Dataset content »
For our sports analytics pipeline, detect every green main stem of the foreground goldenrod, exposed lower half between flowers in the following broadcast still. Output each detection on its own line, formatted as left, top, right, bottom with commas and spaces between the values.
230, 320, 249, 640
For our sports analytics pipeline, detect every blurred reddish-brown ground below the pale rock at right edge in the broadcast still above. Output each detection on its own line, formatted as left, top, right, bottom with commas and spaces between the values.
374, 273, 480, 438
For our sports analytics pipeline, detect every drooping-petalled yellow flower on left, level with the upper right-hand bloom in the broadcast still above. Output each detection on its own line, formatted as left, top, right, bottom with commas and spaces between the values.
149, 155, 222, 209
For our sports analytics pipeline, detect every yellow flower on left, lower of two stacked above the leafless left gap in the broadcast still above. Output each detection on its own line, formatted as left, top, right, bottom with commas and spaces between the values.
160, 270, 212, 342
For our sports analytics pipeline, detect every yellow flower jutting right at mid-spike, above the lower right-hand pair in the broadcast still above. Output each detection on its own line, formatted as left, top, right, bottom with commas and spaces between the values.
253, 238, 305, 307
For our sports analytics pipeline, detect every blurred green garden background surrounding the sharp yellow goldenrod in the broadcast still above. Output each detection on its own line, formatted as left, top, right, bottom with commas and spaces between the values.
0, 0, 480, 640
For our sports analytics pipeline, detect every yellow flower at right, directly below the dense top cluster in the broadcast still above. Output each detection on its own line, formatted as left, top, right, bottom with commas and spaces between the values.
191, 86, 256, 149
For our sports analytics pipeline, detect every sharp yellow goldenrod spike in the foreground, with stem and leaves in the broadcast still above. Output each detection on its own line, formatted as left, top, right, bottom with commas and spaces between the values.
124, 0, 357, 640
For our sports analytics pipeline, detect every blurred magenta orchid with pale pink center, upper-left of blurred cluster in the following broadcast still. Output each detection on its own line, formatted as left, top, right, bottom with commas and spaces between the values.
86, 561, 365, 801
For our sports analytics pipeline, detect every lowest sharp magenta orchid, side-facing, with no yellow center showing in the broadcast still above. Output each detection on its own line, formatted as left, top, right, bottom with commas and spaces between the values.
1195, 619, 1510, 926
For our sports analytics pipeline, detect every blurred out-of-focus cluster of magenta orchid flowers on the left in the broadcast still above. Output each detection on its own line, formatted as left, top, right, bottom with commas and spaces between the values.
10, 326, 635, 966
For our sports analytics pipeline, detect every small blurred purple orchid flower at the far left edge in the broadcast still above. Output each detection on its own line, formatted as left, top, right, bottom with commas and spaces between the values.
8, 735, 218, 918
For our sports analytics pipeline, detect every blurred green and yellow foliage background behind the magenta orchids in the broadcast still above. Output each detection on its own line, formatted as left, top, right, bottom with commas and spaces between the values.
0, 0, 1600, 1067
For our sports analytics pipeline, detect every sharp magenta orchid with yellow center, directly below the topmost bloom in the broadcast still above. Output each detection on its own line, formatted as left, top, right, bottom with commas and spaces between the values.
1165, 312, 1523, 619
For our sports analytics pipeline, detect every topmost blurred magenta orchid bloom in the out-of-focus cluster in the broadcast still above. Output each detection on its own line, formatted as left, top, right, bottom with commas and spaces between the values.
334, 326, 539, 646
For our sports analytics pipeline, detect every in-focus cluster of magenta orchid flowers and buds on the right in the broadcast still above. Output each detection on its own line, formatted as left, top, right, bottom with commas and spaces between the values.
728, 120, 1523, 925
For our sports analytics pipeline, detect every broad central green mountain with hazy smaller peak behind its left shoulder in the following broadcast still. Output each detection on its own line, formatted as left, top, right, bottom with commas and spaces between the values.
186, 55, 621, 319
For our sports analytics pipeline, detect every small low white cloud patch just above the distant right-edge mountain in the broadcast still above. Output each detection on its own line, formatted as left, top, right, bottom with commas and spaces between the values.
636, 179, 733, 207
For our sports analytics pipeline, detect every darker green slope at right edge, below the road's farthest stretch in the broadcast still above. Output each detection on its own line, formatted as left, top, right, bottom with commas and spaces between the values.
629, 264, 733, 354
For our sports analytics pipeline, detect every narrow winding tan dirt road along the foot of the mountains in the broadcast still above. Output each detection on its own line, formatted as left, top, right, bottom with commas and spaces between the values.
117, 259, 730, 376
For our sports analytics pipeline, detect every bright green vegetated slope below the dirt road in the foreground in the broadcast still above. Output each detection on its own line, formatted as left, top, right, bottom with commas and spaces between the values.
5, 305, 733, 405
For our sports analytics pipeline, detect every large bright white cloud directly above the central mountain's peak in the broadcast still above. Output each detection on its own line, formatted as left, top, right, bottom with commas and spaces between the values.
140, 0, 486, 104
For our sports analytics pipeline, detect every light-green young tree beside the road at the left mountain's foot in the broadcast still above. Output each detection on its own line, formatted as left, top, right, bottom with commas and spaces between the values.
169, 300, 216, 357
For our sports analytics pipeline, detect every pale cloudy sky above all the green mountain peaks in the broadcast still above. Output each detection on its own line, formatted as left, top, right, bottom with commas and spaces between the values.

What the task asks »
Would you write out the whole listing word for word?

Response to this task »
For our sports analytics pipeline, detect every green main stem of the foreground goldenrod, exposed lower half between flowers in the following broadcast still. Output each detection on its own line, formatted as left, top, right, bottom with commas and spaces between the values.
230, 320, 249, 640
For our sports analytics pipeline, detect every blurred reddish-brown ground below the pale rock at right edge in the broadcast still above. Output each detection on its own line, formatted as left, top, right, bottom with commas and spaces between the values.
374, 273, 480, 438
For our sports analytics pipeline, detect every drooping-petalled yellow flower on left, level with the upper right-hand bloom in the broadcast still above. Output each detection on its own line, formatted as left, top, right, bottom with commas and spaces between the values.
149, 155, 222, 209
For our sports analytics pipeline, detect every yellow flower on left, lower of two stacked above the leafless left gap in the broadcast still above. Output each detection on its own line, formatted as left, top, right, bottom with commas and spaces between the values.
160, 270, 212, 342
For our sports analytics pipeline, detect every yellow flower jutting right at mid-spike, above the lower right-hand pair in the broadcast still above. Output each detection on its own line, formatted as left, top, right, bottom with commas and spaces between the values.
253, 238, 305, 307
For our sports analytics pipeline, detect every blurred green garden background surrounding the sharp yellow goldenrod in the broadcast still above. Output each detection on its own line, formatted as left, top, right, bottom with commas and spaces between the values.
0, 0, 480, 640
For our sports analytics pipeline, detect every yellow flower at right, directly below the dense top cluster in the broadcast still above. Output each detection on its own line, formatted as left, top, right, bottom with commas and spaces between the values.
191, 86, 256, 149
For our sports analytics pipeline, detect every sharp yellow goldenrod spike in the foreground, with stem and leaves in the broadcast still above. Output each detection on its own line, formatted as left, top, right, bottom with commas and spaces between the values.
124, 0, 357, 640
For our sports analytics pipeline, detect every blurred magenta orchid with pale pink center, upper-left of blurred cluster in the following broadcast still. Output each detection on its own line, formatted as left, top, right, bottom with commas and spaces between the values.
86, 561, 365, 801
For our sports analytics pipeline, detect every lowest sharp magenta orchid, side-facing, with no yellow center showing in the broadcast still above. Output each detection on its own line, formatted as left, top, right, bottom with commas and spaces between the values.
1195, 619, 1510, 926
For our sports analytics pipeline, detect every blurred out-of-focus cluster of magenta orchid flowers on the left in the broadcast still above. Output each detection on its own line, formatted as left, top, right, bottom with commas and spaces between the values.
10, 326, 635, 966
For our sports analytics pipeline, detect every small blurred purple orchid flower at the far left edge in the broadcast still above. Output each detection on its own line, formatted as left, top, right, bottom with commas and spaces between the values.
8, 735, 218, 918
For our sports analytics pipeline, detect every blurred green and yellow foliage background behind the magenta orchids in the broadcast still above. Output each detection on its own line, formatted as left, top, right, bottom with commas and spaces between the values.
0, 0, 1600, 1067
For our sports analytics pipeline, detect every sharp magenta orchid with yellow center, directly below the topmost bloom in the broadcast still above. Output each detection on its own line, formatted as left, top, right, bottom with commas and spaces between the values.
1165, 312, 1523, 619
For our sports analytics pipeline, detect every topmost blurred magenta orchid bloom in the out-of-focus cluster in the broadcast still above. Output each detection on its own line, formatted as left, top, right, bottom with commas and spaces between the values.
334, 326, 539, 646
For our sports analytics pipeline, detect every in-focus cluster of magenta orchid flowers and buds on the right in the broadcast still above. Output each detection on its own line, formatted as left, top, right, bottom with commas and spaces between the values.
728, 120, 1523, 925
For our sports analytics pipeline, detect every broad central green mountain with hazy smaller peak behind its left shoulder in the following broadcast still. Output each detection on its own line, formatted as left, top, right, bottom with commas and spaces between the values.
186, 55, 621, 319
For our sports analytics pipeline, detect every small low white cloud patch just above the distant right-edge mountain in the broadcast still above. Output each detection on its own line, formatted as left, top, right, bottom with commas and spaces between the values.
636, 179, 733, 207
For our sports analytics pipeline, detect every darker green slope at right edge, below the road's farthest stretch in the broadcast still above. Output each detection on its own line, formatted as left, top, right, bottom with commas and spaces between the values.
629, 264, 733, 354
For our sports analytics pipeline, detect every narrow winding tan dirt road along the foot of the mountains in the broadcast still above. Output each detection on its own line, formatted as left, top, right, bottom with commas and spaces between the values.
117, 259, 730, 376
For our sports analytics pipeline, detect every bright green vegetated slope below the dirt road in the foreground in the broadcast still above. Output each detection on its own line, formatted as left, top, right, bottom with commas and spaces between the values.
5, 305, 733, 405
For our sports analytics pipeline, detect every large bright white cloud directly above the central mountain's peak in the broadcast still above. Output each detection on its own line, formatted as left, top, right, bottom with commas and spaces between the values.
140, 0, 486, 104
For our sports analytics pipeline, detect every light-green young tree beside the road at the left mountain's foot in the broadcast still above. Output each detection on its own line, formatted as left, top, right, bottom with commas and spaces between the values.
169, 300, 216, 357
For our sports analytics pipeline, detect every pale cloudy sky above all the green mountain peaks in the broadcast still above. Output each detection on its own line, formatted as left, top, right, bottom with commas and spaces between the values.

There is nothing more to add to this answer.